Find every line below that contains the word "task" and copy each of those lines out in full.

Input:
————————

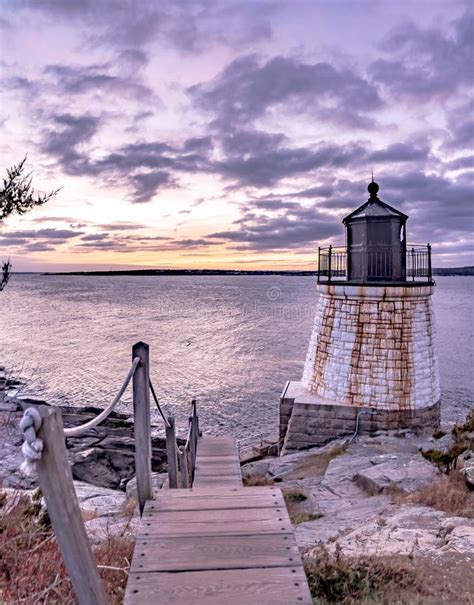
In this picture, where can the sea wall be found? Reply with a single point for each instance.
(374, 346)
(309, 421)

————————

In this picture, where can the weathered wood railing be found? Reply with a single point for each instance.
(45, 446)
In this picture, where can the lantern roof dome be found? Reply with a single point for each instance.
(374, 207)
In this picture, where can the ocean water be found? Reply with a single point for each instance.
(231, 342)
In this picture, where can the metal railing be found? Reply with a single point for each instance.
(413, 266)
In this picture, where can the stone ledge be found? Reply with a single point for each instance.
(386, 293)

————————

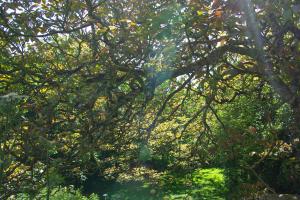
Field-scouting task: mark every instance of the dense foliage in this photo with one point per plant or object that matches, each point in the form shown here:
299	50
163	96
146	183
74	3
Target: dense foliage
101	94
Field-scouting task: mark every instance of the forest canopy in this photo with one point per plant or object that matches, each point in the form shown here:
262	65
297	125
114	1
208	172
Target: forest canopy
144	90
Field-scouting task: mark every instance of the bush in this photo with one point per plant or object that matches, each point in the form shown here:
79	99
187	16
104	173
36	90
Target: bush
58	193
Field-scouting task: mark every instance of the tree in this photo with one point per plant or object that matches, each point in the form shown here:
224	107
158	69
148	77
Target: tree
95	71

————————

The result:
Field-scouting task: mark every instance of the dense foliage in this photo with one point per plant or object that matches, each point in the form shown here:
Field-scouting task: mark every instance of the forest canopy in this photo with one point per plant or object that matches, each point in the form shown here:
Field-scouting task: mark every instance of the bush in this photo with one point per plant or object that matches, each point in the form shown here:
Field-scouting task: mark every instance of the tree in this photo with one point per plant or object that matches, each point in the form shown here:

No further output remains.